* _EXERCISE PASSAGE_
___
Novartis hopes to still play a role in the development of COVID-19 treatments with research ongoing for a pill that could work broadly against coronaviruses, not just the one that causes COVID-19, chief executive Vas Narasimhan told Reuters.
In an interview following his recent presentation at Total Health last week, the head of the Swiss drugmaker pointed to Novartis’ manufacturing support to COVID-19 vaccine and drug makers when asked if it had been on the sidelines during the pandemic.
“Now I would have loved for some of our own clinical trials to have worked out, but they didn’t. I mean, that’s part of the deal,” Narasimhan said.
“I think we as a sector have collaborated extremely well to ultimately be the industry that enabled this pandemic over time to eventually be under control.”
Many drugmakers including AstraZeneca sold treatments at cost during the pandemic, but are now looking to start making profits as some parts of the world reopen.
“I think in order to have companies invest in the long run for pandemic preparedness, there has to be a reasonable economic benefit to the companies,” Narasimhan said. “I think that has to be clear and understood by all involved.”
Novartis last year had signed a deal with Molecular Partners to develop two DARPin-based therapies as potential COVID-19 treatments.
A new readout from studies of one of those treatments is expected in January, and the duo will then decide on the next steps based on that data, Narasimhan said.
The company last week said it was confident of delivering annual revenue growth of 4% or higher until 2026, as it banks on multi-billion dollar sales of experimental and approved drugs including arthritis and psoriasis medicine Cosentyx.
___
* _STORED DATA_

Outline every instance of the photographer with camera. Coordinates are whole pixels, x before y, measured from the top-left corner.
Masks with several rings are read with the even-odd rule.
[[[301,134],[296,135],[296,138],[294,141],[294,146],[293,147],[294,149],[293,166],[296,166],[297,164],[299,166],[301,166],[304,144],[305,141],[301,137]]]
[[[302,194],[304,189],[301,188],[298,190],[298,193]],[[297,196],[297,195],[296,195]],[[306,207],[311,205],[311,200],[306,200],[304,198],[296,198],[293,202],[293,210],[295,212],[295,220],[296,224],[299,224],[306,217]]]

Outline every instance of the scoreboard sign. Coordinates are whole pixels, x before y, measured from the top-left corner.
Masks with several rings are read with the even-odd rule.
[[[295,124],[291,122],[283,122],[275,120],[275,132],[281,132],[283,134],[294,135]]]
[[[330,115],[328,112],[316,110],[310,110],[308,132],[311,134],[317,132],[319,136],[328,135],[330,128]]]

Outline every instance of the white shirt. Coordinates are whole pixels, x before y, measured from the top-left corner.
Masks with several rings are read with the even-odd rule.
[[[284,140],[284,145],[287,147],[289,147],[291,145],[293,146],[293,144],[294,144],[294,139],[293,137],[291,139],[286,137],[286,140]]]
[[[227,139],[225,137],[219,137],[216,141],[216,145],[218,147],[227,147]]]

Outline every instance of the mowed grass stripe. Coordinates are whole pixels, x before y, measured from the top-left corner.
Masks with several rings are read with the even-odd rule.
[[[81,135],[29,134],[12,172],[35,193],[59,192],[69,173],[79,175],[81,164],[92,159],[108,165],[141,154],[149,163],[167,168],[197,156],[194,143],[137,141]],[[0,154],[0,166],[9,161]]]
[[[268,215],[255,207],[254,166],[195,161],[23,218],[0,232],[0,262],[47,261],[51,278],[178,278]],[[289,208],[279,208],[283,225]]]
___
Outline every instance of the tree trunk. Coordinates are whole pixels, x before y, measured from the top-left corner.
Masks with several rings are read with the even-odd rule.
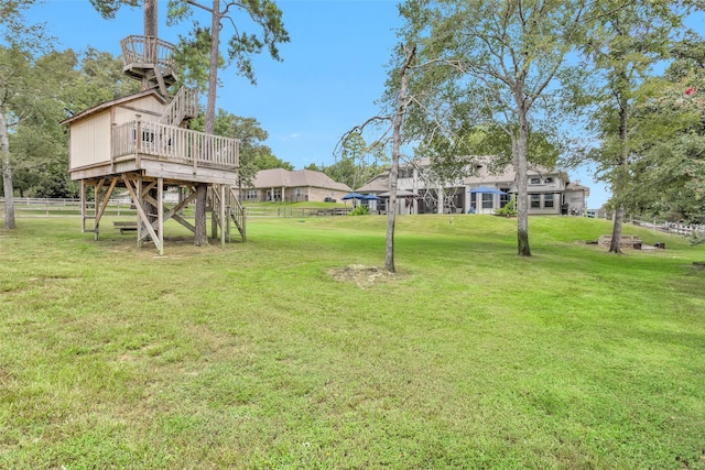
___
* _COMPLETE THE FOLLOWING_
1. According to the Novartis article, when is a new readout expected from studies of one of the DARPin-based treatments?
2. Write out the Novartis article word for word, everything from "A new readout" down to "psoriasis medicine Cosentyx.".

* _RESPONSES IN ORDER_
1. In January.

2.
A new readout from studies of one of those treatments is expected in January, and the duo will then decide on the next steps based on that data, Narasimhan said.
The company last week said it was confident of delivering annual revenue growth of 4% or higher until 2026, as it banks on multi-billion dollar sales of experimental and approved drugs including arthritis and psoriasis medicine Cosentyx.